----- Source excerpt

This matters, friends. If I don’t understand–and believe me, I genuinely want to–we face a double challenge in trying to communicate with those who would just as soon remain apathetic or unconvinced. As individuals and as a movement, we have to prod ourselves to ask the larger question of why we might be seeing a coordinated social movement to disempower women, particularly those of lesser means. And when we do ask, we need to manage our own anxiety, that we might wait long enough to hear the answers, and that we may wrestle expansively enough with them to begin to understand how to work in partnership with others concerned. We are a gentle, angry people . . . perhaps we could add “curious and questioning” to our social justice repertoire.
In the meantime, I finally began to understand, crossing borders in a coffeeshop, what I couldn’t quite get within our own movement. Youth Pastor Josh said, leaning back in his chair and raising his arms for emphasis, “There are only three reasons for using birth control: fear of God’s will, covering for sin, and selfishness.” One of the young women at the table began to challenge this, and Josh, gesturing a “down” motion with his palm, talked over her, saying, with an indulgent chuckle, “Wait, now. I’ve been through this same thing with the young ladies on our Israel trip, and also with my wife, who was unchurched and had to come to these things gradually. Let me explain.” His explanation centered, unsurprisingly, on the obligation to trust that what happens is God’s will, paired with the assertion that the sole purpose and entire responsibility of sex is to create new life. Later that evening, I posted the “three reasons” quote on Facebook, and a lively discussion followed, raising several points, of which I’ll deal with only one today: in avoiding a larger conversation about sex, we are allowing a discussion about birth control to frame our views of our sexuality, rather than vice versa.
Back in the midst of the in-person discussion, I didn’t have to wonder about the connection from the coffee house to the state house: Josh moved the conversation quite effortlessly toward a series of political actions. In the OB exam room, no one should be able to ask if a pregnancy is planned—no one can plan pregnancies; that’s God’s job, and the question is a first step toward abortion counseling. And we need to think very carefully about what it’s saying when we make birth control widely available—it shouldn’t be. Birth control should be an option of last resort. (Have we heard this before? It’s what I believe about abortion . . . and I find myself wondering where I got that.)

----------
----- Entries

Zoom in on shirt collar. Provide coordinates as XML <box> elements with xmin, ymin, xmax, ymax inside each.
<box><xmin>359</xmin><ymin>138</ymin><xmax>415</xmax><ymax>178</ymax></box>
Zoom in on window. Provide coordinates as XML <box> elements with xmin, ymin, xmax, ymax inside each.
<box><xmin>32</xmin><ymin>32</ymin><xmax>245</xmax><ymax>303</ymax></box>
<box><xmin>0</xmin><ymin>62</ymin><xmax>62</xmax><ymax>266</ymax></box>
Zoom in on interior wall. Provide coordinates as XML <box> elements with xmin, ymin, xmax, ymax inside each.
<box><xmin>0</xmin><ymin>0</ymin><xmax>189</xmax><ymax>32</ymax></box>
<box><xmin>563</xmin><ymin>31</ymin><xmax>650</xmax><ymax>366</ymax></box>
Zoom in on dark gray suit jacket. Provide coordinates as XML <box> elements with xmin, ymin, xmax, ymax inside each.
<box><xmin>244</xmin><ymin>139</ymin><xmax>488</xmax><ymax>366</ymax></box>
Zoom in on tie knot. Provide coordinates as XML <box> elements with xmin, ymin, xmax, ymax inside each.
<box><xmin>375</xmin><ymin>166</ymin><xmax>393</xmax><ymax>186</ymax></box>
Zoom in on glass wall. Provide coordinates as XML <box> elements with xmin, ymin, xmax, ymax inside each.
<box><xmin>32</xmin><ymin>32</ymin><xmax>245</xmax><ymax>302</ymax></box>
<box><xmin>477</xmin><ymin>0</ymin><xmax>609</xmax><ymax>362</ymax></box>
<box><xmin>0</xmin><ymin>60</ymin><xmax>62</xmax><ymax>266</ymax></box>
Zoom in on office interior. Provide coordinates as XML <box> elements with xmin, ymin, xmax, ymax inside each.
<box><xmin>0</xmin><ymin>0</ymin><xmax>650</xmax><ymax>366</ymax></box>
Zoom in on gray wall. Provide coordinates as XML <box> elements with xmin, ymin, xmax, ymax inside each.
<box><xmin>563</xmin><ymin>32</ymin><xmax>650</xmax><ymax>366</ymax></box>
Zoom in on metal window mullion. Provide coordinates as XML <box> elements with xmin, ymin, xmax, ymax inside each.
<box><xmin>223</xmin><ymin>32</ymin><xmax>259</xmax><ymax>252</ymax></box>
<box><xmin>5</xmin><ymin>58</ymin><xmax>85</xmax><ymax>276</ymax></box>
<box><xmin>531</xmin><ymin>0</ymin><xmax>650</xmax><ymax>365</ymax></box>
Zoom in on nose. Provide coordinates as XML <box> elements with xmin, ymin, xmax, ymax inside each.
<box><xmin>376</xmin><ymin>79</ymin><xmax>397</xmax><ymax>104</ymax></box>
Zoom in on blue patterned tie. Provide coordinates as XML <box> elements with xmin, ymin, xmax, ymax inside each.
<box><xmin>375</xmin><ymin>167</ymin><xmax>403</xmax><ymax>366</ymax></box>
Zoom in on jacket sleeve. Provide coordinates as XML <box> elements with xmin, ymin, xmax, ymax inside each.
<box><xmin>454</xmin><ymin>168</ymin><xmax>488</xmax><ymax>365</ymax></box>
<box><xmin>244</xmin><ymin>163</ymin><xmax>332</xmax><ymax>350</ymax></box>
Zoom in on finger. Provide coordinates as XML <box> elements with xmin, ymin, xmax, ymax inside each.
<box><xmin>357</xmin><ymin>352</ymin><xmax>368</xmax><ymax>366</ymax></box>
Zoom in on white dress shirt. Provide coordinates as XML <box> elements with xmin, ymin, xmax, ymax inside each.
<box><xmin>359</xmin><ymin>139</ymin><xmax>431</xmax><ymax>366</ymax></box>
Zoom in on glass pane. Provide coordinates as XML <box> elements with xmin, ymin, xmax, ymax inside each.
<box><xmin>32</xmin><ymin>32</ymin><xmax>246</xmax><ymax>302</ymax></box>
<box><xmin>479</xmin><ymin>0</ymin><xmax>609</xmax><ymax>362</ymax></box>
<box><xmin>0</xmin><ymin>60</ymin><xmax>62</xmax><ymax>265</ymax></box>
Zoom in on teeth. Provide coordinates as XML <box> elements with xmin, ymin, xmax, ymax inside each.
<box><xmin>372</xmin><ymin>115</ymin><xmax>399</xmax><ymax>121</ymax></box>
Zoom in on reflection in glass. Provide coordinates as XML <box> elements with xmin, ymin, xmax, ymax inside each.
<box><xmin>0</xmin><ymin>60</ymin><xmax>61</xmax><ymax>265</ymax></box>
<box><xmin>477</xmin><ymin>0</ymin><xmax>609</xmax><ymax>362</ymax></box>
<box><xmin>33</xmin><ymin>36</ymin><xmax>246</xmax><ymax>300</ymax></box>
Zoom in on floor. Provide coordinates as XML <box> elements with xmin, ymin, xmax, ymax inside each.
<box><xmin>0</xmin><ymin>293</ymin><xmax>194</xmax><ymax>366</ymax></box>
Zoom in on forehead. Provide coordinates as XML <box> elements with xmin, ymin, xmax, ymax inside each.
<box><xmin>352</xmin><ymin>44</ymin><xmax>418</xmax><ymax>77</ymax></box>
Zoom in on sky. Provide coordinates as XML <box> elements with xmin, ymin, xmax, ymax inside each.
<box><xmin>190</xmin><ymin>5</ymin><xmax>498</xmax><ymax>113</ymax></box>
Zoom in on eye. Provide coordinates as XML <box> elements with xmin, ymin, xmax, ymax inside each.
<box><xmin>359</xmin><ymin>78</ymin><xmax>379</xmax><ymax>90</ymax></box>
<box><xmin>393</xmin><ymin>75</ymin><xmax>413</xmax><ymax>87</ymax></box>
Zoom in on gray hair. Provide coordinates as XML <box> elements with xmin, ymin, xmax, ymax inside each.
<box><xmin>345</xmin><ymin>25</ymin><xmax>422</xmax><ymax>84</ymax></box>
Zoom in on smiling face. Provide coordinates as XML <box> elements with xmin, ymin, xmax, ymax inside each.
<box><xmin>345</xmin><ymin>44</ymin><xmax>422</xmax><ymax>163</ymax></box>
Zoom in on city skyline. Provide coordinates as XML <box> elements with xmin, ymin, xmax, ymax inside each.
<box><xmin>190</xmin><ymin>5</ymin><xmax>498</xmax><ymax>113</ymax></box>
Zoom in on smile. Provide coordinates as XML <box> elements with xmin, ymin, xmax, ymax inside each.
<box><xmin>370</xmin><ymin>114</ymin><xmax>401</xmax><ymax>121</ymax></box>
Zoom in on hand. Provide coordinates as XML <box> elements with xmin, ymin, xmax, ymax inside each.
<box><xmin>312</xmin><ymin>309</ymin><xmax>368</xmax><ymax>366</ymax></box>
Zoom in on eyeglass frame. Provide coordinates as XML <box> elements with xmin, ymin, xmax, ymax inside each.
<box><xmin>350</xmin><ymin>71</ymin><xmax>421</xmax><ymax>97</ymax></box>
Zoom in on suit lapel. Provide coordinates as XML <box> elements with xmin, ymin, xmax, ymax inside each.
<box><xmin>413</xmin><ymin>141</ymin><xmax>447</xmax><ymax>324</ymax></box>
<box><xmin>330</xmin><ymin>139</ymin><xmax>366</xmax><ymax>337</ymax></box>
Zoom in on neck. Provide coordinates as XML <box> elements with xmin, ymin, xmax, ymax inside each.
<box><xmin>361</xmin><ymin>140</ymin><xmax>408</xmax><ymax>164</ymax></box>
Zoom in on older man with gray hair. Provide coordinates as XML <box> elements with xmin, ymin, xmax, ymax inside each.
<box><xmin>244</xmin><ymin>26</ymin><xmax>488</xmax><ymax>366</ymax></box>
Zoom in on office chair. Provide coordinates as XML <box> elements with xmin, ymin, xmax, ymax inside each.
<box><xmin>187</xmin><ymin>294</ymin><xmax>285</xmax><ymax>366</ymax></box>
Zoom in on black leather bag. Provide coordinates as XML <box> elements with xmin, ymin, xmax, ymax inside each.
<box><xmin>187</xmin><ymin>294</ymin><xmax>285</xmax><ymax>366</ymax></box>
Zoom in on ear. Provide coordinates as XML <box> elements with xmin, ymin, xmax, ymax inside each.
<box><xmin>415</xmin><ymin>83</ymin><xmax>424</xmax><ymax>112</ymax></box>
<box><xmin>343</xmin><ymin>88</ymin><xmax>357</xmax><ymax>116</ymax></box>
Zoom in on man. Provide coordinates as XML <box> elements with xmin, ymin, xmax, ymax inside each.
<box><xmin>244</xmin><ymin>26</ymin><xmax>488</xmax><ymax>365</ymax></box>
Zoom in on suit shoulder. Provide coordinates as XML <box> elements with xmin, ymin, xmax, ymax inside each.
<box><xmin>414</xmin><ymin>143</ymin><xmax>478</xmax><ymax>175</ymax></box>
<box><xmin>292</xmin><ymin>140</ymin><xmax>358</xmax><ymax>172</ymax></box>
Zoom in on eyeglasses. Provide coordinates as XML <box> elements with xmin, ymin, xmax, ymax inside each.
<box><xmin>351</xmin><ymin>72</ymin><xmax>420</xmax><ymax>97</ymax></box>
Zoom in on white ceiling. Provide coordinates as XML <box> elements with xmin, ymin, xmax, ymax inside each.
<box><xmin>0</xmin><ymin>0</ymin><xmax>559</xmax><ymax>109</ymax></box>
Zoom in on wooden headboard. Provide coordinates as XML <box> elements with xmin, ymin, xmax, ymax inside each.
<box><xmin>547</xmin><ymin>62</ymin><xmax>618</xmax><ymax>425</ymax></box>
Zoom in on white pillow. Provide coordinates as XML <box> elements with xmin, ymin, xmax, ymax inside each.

----------

= Goal A =
Repeat the birth control essay from "Back in the" up to and including "I got that.)".
= Goal B =
In the birth control essay, where was the "three reasons" quote posted later that evening?
= Goal C =
According to the birth control essay, what are the reasons Youth Pastor Josh gives for using birth control?

= Complete output A =
Back in the midst of the in-person discussion, I didn’t have to wonder about the connection from the coffee house to the state house: Josh moved the conversation quite effortlessly toward a series of political actions. In the OB exam room, no one should be able to ask if a pregnancy is planned—no one can plan pregnancies; that’s God’s job, and the question is a first step toward abortion counseling. And we need to think very carefully about what it’s saying when we make birth control widely available—it shouldn’t be. Birth control should be an option of last resort. (Have we heard this before? It’s what I believe about abortion . . . and I find myself wondering where I got that.)

= Complete output B =
On Facebook.

= Complete output C =
- Fear of God's will
- Covering for sin
- Selfishness